* Extract to read:

============================================================

If you try to chase the ever changing bleeding edge you'll end up knowing lots of tech but only shallow, pick a blade, learn it until you know it inside out, then look further.
Though it won't hurt you to at least know what's going on out there there is absolutely no way a single person can actually keep up and stay current with all that's out there.
When I started in the web hosting business, Linux had just crossed the 1.0 milestone, and the CGI spec was the sample code (in C and Perl) from NCSA, and Apache had just been formed. In that time, I've seen Perl wax and wane, MetaHTML stillborn (back sometime in the 90s I was asked to pick between MetaHTML and something called PHP; I picked MetaHTML. You can't always pick winners), PHP, Python and Ruby on the rise.
Personally, I tend to avoid the hype (I'm still using code I wrote a decade ago on my personal website) and go for what interests me, with the occasional shove in a particular direction when my boss requires it.
I've been a (paid) programmer since 1990 and have seen quite a few waves of technology come and go, and I'm still employed. I've even heard that Cobol programmers still exist.
Or so I'd love to do; So should you!
Now to the first point. The most important part of learning is the process itself: ie learning the thing itself is less important than becoming good at learning. Once you have a sound grasp of the basics, the more diverse your curiosity and the deeper the insight you are able to gain into each specific technology, the easier it will be for you to pick up new ones. There's no excuse for ever becoming obsolete. Read widely, maintain your curiosity and keep learning.
Finally, the technologies you have picked may or may not be the way of the future. The future has a way of being unpredictable. Don't be so sure that you know what is going to happen that you close your eyes to what is actually happening.
If the thing you're working on is modular enough, you should be able to use new technologies in new modules if it significantly improves any aspect of how you write code (maintainability, performance, time-to-market, etc..). You'll have to convince your team-members that using a new technology is worth it, but that's a good thing because you'll be more inclined to actually research the benefits of a new technology instead of just going with the latest fashion.
Experiment with small pieces when you can. I'm working on learning a bit about REST programming with Ruby for a small web app/service I'm deploying at work. For someone who has been a back-end code guy, playing with the web frontend is . . . interesting.

============================================================

[Stored dataset items]
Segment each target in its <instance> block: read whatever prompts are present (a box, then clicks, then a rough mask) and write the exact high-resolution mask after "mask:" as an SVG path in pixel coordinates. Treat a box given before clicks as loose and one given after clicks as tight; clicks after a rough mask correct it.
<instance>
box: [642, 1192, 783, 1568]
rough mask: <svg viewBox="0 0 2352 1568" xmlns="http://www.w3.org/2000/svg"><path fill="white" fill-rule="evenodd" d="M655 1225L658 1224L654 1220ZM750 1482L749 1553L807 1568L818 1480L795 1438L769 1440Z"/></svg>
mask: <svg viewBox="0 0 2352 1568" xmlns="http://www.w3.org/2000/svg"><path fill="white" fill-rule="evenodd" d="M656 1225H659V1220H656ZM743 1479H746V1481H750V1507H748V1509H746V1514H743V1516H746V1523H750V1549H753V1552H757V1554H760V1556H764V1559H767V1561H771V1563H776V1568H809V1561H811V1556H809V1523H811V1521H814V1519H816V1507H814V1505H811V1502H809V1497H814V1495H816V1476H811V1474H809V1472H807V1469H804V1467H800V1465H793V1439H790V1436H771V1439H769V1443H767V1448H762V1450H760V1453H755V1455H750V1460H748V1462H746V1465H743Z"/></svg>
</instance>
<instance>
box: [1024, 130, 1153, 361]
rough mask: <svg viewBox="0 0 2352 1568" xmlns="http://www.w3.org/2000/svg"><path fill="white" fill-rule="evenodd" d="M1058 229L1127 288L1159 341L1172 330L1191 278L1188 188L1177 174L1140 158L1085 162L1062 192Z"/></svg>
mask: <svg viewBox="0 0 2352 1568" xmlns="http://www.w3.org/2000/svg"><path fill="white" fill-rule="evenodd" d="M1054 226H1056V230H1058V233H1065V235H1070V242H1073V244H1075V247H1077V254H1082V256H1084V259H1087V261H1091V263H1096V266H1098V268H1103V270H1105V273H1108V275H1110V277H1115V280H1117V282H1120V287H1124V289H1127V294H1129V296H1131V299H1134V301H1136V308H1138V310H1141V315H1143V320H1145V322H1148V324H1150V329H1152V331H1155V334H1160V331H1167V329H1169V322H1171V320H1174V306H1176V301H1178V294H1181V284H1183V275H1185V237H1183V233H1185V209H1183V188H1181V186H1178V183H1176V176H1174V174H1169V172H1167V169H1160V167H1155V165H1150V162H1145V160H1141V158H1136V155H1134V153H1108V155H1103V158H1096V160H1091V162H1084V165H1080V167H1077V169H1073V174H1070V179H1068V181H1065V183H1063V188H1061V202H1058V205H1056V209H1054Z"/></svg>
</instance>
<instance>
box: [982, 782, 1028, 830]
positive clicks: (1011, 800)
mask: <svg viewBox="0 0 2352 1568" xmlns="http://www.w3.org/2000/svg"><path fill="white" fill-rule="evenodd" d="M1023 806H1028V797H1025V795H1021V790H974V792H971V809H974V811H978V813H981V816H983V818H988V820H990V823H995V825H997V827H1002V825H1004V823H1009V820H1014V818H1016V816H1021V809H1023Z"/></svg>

============================================================

* Tasks to perform:
• 1. Edit the passage on keeping up with technology from "If you try to" up to and including "that's out there.", replacing "bleeding edge" with "cutting edge".
• 2. Pick up the passage on keeping up with technology after its final sentence and continue it.

* Responses by item number:
• 1.
If you try to chase the ever changing cutting edge you'll end up knowing lots of tech but only shallow, pick a blade, learn it until you know it inside out, then look further.
Though it won't hurt you to at least know what's going on out there there is absolutely no way a single person can actually keep up and stay current with all that's out there.

• 2.
Vendors of software have an interest in what you learn, as it helps their products work better. And it can be useful to you as well. But if you rely on vendors to set your horizons, it won't necessarily work to your enlightened self interest.
Additionally, employers are not always going to have the same objective regarding what you learn. A medium or large company is interested in getting their projects done on a likely slipping schedule. They are not necessarily going to be aligned with your educational self-interest.
One defense against this is to see what other vendors are offering. If you are working on SQL Server learn what you can about how Oracle does things. If you are working in .net, learn a bit about Java (although that is not exactly a vendor-driven environment in the same way).
Another step is to look outside the vendor-influenced areas. Look at how things are done in the open source world. Understand some of the ideas behind the nosql movement. What is hadoop? memcached? For some of the technologies discussed on HN (which is certainly filled with talk of more recent technologies), dive into some of them a little. Expand your comfort zone.
If you have spent a lot of time in the OO world, check out some of the functional languages and why they might solve some problems more easily than the OO approach.
And perhaps find an interesting open source project and read lots of code.
I have been in the business several decades and am still learning new things constantly. While this sounds like a lot, perhaps develop a habit or routine of doing a little of this each day. If you have in your mind the goal of expanding your technical horizons, then you will see opportunities to learn.